=== Stored records ===
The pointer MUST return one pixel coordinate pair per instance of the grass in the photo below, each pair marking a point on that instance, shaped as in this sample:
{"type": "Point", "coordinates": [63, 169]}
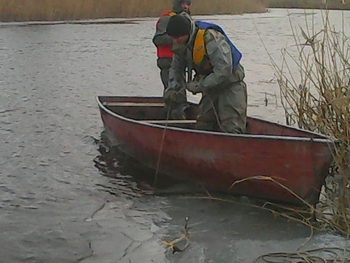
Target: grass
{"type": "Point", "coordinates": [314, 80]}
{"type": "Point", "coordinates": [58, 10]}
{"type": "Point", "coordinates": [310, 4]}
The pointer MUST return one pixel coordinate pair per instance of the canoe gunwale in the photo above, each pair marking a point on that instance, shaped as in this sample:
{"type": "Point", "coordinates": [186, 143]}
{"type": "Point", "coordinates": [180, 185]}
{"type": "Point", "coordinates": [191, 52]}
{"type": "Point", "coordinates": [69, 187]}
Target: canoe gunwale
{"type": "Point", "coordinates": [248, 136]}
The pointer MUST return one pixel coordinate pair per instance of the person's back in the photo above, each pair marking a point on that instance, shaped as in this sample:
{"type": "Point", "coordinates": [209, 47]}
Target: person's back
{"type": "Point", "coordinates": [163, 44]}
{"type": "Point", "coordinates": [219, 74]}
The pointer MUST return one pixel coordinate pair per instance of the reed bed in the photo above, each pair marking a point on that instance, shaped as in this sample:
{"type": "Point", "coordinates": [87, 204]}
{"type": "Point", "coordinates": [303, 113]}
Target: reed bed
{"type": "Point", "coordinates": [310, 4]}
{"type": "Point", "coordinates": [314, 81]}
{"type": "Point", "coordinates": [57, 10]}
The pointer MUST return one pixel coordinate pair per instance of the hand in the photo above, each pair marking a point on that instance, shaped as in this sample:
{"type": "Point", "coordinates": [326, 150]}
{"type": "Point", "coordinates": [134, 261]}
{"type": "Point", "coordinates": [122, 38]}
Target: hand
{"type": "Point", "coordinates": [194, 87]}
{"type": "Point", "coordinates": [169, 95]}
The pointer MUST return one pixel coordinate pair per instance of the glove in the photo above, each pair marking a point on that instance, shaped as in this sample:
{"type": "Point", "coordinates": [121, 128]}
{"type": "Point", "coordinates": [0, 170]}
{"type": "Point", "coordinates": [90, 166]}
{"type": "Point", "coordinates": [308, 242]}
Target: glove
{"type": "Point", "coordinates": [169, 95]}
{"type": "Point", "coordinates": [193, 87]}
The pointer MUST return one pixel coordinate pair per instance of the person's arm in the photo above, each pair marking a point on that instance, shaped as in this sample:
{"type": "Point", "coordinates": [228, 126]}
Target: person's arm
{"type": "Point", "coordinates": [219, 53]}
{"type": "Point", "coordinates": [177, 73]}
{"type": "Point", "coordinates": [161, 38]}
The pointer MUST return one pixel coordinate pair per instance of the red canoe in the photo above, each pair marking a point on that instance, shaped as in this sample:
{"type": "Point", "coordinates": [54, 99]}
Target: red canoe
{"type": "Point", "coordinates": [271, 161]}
===
=== Stored records ===
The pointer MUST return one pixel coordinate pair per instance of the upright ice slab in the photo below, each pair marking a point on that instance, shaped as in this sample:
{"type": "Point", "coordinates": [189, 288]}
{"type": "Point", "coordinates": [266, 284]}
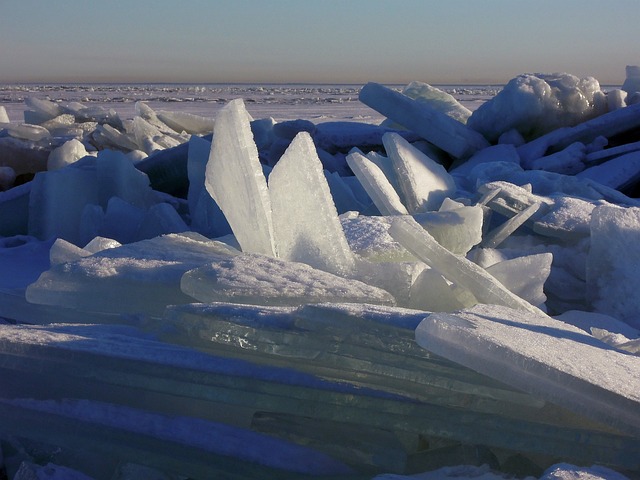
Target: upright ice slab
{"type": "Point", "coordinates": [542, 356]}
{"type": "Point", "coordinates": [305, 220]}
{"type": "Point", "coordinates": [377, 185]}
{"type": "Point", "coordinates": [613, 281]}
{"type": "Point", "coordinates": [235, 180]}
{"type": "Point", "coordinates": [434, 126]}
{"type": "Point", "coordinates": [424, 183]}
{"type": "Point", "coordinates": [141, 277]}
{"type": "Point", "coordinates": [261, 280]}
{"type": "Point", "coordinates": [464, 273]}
===
Challenge
From the lines above, copy out each one that contains the word "below".

Exercise solution
The pointer MUST return one pixel coordinate pair per instance of the grass in the photo below, each pair marking a point on that instance, shaped as in this sample:
The pointer MUST return one pixel coordinate pair per instance of the upright ice slab in the photo below, each pair marking a point on that instance, shaped as in this sample:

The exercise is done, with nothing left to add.